## EXERCISE A
Return every line of the rows below that contains the word "dark".
— begin SOURCE —
Chicago-style deep dish is not “just pizza.” It’s its own thing.
It’s a buttery, golden crust that bakes up like a tender pie shell. A thick layer of melty cheese. A hearty filling. Then a bright tomato sauce spooned over the top so the cheese stays protected from the oven’s heat. Everything stacks in the pan, bakes until bubbling, and slices into wedges that actually hold their shape.
This is the kind of dinner you plan around. Not because it’s hard, but because it feels like an event when it comes out of the oven. The pan is heavy. The top is red and glossy. The edges sizzle a little. And when you cut into it, you get that signature layered look that makes deep dish so satisfying.
— end SOURCE —
— begin MATERIAL PROVIDED —
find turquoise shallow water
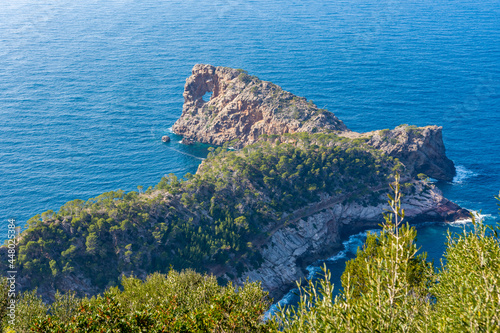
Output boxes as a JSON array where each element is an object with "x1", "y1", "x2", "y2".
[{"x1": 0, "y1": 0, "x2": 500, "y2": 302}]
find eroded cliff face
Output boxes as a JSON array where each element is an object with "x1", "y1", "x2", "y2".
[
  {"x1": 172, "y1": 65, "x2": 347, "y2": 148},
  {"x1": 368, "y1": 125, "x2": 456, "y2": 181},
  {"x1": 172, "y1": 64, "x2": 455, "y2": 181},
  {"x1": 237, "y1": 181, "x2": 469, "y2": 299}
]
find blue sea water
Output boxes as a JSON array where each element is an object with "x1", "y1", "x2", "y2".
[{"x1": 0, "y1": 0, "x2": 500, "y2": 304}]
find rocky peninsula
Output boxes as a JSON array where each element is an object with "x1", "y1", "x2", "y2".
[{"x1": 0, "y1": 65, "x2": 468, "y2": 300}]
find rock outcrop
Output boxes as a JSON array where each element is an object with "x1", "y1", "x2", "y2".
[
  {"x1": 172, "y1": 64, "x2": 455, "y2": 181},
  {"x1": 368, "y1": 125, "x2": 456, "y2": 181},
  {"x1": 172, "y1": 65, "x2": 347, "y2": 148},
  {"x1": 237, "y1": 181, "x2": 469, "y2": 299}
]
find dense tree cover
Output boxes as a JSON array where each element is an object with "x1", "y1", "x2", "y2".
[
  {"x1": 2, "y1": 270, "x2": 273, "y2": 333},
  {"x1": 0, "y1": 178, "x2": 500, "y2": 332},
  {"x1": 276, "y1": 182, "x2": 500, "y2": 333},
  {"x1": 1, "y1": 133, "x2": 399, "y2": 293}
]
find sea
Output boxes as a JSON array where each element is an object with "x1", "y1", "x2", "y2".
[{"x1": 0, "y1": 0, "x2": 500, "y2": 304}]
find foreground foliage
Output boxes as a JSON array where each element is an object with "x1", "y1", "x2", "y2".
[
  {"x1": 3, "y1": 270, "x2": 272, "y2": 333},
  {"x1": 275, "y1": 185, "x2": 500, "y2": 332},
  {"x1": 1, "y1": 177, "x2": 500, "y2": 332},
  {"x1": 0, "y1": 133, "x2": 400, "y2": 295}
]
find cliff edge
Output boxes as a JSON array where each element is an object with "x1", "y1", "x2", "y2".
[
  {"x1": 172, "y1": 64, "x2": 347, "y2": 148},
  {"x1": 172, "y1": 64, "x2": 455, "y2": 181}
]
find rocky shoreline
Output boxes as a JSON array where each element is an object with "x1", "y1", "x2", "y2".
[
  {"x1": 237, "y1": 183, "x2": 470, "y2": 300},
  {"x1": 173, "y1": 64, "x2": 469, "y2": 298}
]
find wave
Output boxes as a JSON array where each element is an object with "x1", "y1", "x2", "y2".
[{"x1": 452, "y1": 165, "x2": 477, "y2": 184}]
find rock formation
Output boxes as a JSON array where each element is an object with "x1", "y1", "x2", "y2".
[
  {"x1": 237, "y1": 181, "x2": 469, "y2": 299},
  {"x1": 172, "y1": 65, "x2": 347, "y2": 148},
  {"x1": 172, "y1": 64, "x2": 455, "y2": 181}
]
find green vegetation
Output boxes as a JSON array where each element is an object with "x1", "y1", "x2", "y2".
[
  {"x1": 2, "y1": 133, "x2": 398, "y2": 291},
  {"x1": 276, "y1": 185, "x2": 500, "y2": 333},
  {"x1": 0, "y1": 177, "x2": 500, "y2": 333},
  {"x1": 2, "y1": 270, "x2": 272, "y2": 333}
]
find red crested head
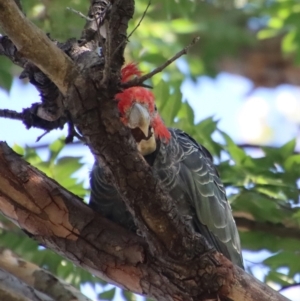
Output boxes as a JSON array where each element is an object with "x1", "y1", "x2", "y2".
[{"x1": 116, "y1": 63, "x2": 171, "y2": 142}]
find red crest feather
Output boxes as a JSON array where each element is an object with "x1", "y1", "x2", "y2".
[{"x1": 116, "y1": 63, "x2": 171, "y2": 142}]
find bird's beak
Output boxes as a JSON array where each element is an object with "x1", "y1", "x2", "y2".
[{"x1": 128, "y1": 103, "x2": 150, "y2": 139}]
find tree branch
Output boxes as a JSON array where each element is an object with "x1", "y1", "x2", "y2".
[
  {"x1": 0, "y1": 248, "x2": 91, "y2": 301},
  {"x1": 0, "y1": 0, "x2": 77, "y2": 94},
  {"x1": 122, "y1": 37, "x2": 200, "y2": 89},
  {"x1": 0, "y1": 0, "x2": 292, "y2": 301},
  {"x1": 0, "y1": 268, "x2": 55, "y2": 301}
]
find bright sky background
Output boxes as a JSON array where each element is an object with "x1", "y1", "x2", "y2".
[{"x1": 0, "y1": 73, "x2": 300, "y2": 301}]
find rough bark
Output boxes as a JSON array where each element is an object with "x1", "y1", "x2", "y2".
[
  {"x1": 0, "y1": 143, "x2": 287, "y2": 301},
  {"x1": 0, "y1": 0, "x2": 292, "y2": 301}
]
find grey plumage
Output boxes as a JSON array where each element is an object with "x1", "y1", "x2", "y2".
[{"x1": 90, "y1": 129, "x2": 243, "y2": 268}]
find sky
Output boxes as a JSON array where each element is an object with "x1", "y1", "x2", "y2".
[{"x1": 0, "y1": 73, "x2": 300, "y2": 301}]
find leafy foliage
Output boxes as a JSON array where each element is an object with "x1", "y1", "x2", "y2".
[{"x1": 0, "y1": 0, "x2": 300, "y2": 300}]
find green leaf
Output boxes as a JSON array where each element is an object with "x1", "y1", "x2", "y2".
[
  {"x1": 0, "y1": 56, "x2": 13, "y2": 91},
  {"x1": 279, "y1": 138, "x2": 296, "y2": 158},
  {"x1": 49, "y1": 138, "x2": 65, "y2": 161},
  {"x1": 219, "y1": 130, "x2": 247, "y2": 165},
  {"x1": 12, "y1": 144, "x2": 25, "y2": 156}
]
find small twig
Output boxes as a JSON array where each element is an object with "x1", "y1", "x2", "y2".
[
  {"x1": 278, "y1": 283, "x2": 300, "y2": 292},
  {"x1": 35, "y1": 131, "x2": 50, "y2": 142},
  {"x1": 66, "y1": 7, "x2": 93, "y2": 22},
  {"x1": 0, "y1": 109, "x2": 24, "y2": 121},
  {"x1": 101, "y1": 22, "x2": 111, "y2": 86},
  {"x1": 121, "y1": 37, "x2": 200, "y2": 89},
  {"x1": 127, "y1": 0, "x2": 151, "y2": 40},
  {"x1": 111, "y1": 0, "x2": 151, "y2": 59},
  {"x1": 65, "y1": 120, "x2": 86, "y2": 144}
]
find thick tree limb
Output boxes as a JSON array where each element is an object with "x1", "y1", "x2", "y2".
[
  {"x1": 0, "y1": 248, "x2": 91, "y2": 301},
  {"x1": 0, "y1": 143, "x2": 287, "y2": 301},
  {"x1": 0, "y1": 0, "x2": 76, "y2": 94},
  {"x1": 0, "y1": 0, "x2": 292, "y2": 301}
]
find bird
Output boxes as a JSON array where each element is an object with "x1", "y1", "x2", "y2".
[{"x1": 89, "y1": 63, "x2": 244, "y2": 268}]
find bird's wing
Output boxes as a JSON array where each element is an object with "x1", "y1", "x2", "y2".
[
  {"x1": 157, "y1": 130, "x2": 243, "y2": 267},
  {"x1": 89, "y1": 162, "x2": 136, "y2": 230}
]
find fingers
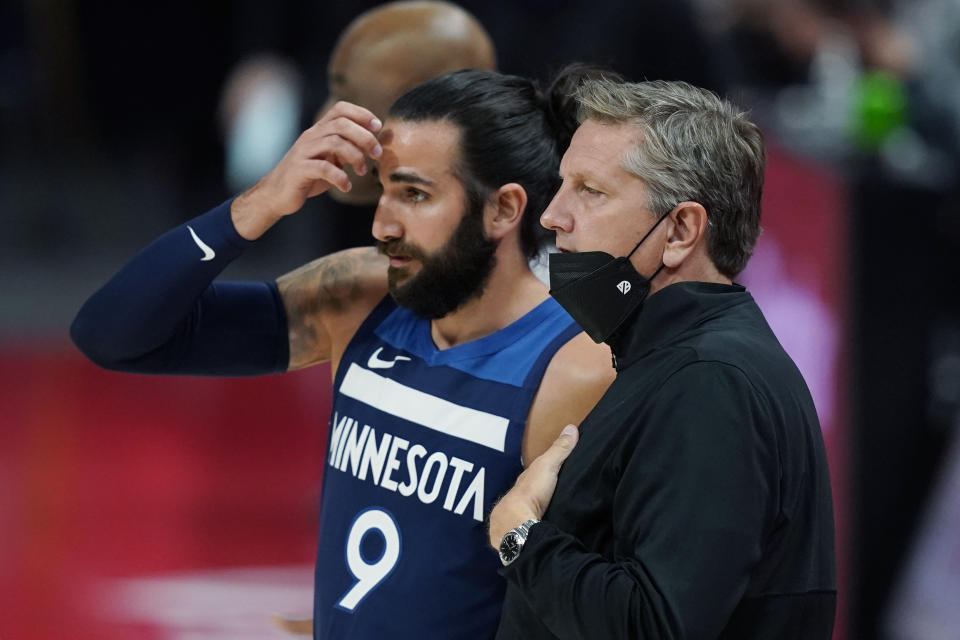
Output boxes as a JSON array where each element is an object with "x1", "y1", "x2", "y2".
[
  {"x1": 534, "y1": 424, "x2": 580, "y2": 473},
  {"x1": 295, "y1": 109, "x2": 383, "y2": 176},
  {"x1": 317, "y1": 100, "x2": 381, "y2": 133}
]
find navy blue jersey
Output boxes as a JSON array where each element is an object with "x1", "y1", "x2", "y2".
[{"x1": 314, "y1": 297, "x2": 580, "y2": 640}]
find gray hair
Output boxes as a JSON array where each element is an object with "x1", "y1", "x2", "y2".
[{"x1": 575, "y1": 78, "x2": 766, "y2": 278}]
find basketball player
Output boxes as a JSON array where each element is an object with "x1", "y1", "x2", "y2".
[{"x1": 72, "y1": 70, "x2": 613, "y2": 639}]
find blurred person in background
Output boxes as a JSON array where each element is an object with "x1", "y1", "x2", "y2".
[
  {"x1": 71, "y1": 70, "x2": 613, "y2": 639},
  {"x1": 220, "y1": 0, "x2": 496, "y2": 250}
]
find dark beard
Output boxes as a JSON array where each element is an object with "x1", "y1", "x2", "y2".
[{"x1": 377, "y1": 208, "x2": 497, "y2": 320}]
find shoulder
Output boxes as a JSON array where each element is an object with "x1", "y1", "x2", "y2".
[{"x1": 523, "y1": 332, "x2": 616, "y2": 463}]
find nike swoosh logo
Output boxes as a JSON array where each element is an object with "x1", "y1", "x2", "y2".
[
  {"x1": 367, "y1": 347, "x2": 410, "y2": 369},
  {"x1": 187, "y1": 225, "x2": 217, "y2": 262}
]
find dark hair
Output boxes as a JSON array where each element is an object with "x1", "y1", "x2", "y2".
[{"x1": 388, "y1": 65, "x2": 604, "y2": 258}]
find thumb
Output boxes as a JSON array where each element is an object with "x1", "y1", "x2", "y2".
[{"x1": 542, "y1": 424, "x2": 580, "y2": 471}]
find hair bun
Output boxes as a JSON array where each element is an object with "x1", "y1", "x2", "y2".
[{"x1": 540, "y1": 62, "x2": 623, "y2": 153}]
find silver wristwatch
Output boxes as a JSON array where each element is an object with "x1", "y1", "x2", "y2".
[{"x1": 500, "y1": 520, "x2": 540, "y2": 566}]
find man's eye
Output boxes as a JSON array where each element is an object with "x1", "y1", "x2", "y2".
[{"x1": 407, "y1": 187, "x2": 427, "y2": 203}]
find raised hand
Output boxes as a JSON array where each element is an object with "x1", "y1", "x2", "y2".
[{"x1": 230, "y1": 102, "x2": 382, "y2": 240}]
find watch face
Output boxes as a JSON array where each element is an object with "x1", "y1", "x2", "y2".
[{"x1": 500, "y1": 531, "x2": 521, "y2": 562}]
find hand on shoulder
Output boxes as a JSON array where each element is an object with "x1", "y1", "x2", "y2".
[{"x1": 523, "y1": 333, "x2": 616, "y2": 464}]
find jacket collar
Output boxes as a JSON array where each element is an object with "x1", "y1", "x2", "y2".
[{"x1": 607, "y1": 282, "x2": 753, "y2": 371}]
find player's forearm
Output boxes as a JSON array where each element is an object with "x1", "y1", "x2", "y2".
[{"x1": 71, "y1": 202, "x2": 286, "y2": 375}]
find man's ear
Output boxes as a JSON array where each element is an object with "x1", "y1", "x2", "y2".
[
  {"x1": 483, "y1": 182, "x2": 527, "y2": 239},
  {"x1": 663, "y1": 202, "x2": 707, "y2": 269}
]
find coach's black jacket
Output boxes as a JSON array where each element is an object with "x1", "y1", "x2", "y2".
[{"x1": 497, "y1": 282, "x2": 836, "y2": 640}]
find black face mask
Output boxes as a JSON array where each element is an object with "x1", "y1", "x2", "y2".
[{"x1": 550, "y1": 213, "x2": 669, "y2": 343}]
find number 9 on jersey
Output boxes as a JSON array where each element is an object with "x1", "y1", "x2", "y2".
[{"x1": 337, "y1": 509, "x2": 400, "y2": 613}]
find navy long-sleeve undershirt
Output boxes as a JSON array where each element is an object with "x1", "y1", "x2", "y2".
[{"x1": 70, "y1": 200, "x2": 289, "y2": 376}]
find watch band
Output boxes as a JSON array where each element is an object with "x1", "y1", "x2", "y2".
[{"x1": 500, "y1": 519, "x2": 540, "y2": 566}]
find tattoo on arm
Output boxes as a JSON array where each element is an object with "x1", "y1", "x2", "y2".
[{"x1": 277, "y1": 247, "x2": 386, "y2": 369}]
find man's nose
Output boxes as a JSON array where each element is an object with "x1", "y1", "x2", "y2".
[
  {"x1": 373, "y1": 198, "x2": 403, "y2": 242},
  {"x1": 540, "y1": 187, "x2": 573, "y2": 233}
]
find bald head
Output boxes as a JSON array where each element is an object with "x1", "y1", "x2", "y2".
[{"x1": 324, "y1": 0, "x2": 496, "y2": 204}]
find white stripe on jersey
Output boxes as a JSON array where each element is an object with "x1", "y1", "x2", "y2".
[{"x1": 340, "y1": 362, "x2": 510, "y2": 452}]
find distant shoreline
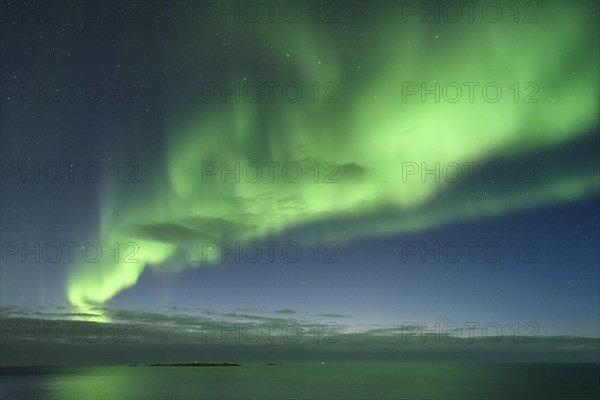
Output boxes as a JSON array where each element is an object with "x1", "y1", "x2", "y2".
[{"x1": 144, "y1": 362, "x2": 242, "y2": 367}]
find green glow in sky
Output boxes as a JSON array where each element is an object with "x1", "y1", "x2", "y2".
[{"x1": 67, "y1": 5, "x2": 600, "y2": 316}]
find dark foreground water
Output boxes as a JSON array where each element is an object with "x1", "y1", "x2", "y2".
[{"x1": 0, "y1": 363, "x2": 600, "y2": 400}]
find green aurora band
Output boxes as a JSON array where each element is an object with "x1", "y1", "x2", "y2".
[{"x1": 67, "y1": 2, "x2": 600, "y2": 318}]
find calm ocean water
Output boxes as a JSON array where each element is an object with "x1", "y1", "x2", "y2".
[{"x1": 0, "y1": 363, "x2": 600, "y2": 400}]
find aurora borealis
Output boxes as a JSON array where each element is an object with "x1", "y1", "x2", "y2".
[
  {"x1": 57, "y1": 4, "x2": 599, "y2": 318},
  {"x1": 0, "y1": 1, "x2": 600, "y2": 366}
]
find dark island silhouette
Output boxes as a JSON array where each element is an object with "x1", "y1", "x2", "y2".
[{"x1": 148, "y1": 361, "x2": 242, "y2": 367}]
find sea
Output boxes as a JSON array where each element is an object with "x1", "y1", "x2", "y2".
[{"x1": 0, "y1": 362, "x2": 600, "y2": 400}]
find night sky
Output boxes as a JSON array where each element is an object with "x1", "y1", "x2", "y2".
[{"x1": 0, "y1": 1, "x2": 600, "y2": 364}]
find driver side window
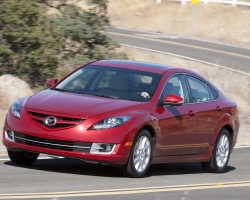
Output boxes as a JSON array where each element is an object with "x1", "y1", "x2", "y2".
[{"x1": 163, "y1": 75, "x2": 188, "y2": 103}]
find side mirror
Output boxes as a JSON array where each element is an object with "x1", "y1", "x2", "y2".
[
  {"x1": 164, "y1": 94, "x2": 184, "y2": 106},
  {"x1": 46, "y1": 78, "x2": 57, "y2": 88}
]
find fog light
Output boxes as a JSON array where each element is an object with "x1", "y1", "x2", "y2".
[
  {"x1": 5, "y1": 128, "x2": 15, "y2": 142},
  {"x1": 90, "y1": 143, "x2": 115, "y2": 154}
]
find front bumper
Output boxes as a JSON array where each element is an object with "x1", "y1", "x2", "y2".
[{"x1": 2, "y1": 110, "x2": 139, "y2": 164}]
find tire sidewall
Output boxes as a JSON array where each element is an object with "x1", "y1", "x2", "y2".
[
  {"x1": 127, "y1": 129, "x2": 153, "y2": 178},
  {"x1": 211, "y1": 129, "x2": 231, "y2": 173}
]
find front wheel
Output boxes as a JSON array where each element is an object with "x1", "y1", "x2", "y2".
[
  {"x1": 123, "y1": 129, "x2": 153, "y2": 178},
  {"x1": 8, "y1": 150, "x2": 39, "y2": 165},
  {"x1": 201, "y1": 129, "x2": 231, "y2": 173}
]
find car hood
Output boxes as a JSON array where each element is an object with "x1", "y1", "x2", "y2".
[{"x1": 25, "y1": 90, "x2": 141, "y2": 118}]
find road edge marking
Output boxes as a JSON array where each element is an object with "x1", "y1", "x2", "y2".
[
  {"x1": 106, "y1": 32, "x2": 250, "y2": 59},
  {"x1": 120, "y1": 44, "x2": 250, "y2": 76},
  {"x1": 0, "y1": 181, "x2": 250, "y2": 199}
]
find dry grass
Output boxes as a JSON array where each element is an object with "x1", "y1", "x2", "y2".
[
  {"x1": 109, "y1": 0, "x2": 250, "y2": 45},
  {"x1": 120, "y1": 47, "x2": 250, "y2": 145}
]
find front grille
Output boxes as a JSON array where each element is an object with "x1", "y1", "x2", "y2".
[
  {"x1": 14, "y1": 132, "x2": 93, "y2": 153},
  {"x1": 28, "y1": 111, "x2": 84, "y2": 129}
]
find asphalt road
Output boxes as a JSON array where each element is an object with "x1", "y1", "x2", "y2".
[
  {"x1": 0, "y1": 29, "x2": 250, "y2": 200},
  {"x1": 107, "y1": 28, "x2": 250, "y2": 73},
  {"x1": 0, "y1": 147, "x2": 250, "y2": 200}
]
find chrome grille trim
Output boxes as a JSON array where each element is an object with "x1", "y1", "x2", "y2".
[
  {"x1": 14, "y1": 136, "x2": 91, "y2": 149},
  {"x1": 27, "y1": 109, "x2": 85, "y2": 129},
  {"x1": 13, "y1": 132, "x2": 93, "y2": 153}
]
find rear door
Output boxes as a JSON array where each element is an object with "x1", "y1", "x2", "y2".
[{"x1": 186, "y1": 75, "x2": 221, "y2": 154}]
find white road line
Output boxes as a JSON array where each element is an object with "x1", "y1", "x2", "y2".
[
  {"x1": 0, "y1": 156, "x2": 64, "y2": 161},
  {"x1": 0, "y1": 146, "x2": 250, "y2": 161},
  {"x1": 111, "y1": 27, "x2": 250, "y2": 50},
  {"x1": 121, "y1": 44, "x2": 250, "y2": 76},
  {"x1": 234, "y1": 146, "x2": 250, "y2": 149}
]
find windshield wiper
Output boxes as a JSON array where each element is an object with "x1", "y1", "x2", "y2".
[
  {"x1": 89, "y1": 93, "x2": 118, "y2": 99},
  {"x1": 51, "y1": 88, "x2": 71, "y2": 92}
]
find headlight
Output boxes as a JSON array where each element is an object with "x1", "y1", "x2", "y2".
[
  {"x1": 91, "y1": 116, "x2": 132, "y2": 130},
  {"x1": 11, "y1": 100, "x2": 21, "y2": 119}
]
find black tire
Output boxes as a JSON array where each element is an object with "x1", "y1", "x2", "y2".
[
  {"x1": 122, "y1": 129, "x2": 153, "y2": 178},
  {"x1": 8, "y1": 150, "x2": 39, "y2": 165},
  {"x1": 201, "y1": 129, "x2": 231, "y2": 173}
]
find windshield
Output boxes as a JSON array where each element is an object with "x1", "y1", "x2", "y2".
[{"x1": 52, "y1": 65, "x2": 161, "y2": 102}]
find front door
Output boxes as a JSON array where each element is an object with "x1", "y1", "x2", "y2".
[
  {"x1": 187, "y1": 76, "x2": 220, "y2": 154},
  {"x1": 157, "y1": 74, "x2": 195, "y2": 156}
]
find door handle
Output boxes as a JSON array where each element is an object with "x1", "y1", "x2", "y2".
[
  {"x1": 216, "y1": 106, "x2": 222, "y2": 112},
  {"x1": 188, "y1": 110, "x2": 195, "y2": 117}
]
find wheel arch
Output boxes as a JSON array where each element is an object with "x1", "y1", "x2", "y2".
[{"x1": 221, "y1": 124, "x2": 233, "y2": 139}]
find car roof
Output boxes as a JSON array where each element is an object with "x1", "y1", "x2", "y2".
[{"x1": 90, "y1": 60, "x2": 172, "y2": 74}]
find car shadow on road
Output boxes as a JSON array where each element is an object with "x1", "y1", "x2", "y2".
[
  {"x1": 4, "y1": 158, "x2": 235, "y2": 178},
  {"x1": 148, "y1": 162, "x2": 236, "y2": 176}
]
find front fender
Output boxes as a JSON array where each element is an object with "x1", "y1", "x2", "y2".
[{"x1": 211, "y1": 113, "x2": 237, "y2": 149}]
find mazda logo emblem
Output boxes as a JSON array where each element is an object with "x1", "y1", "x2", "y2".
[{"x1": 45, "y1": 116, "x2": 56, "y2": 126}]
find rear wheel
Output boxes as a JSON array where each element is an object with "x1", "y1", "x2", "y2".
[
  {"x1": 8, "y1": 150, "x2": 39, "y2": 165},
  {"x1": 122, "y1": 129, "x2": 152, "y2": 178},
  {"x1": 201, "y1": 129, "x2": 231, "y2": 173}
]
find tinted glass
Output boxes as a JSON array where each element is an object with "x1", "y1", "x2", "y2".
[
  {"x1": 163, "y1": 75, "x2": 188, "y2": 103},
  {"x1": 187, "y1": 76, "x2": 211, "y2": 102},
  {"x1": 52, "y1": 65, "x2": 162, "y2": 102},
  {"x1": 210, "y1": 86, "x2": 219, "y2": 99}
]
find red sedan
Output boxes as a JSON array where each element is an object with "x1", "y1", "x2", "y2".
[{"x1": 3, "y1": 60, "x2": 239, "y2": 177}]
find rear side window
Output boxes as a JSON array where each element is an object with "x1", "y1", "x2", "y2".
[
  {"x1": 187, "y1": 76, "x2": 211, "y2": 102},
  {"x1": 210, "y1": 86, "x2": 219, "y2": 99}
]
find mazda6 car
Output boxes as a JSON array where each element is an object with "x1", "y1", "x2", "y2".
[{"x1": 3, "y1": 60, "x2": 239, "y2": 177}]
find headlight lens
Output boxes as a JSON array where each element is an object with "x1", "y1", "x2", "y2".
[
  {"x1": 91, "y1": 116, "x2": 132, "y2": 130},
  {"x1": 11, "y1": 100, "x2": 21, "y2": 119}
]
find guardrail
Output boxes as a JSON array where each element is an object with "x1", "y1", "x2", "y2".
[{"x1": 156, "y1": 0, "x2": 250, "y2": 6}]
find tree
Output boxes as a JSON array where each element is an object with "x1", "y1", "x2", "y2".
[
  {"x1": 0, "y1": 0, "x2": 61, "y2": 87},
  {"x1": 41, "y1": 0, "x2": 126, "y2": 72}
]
— end MATERIAL PROVIDED —
## EXERCISE B
Write the next part of the deep dish pizza passage above, starting right after its last sentence.

## TASK RESULT A
find dark beard
find dark hair
find dark foreground water
find dark island silhouette

## TASK RESULT B
The best part is you can make this at home without special equipment or tricky techniques. A deep dish pan is nice, but a cast iron skillet works beautifully. The dough is straightforward. The sauce is quick. The assembly is simple once you know the order.
Make it once and you’ll understand why this style has such a loyal following.
Ingredients
Here I explain the best ingredients for this homemade Chicago style deep dish pizza recipe, what each one does, and substitution options. For the exact ingredient measurements, see the recipe card at the bottom of this post.
For the dough
All-purpose flour – Keeps the crust tender and easy to work with. Bread flour can be used, but the crust will be chewier.
Yellow cornmeal – Adds that classic deep dish texture and a subtle corn flavor. It also helps keep the crust from tasting like plain bread.
Instant yeast – Makes the dough easy and reliable. Active dry yeast works too, it just needs a short proofing step.
Sugar – Helps wake up the yeast and adds a tiny bit of balance. It won’t make the crust sweet.
Salt – Brings the dough to life. Without enough salt, the crust tastes flat.
Warm water – You want it warm, not hot. Think comfortable bath water.
Unsalted butter – This is what gives you that tender, slightly flaky crust.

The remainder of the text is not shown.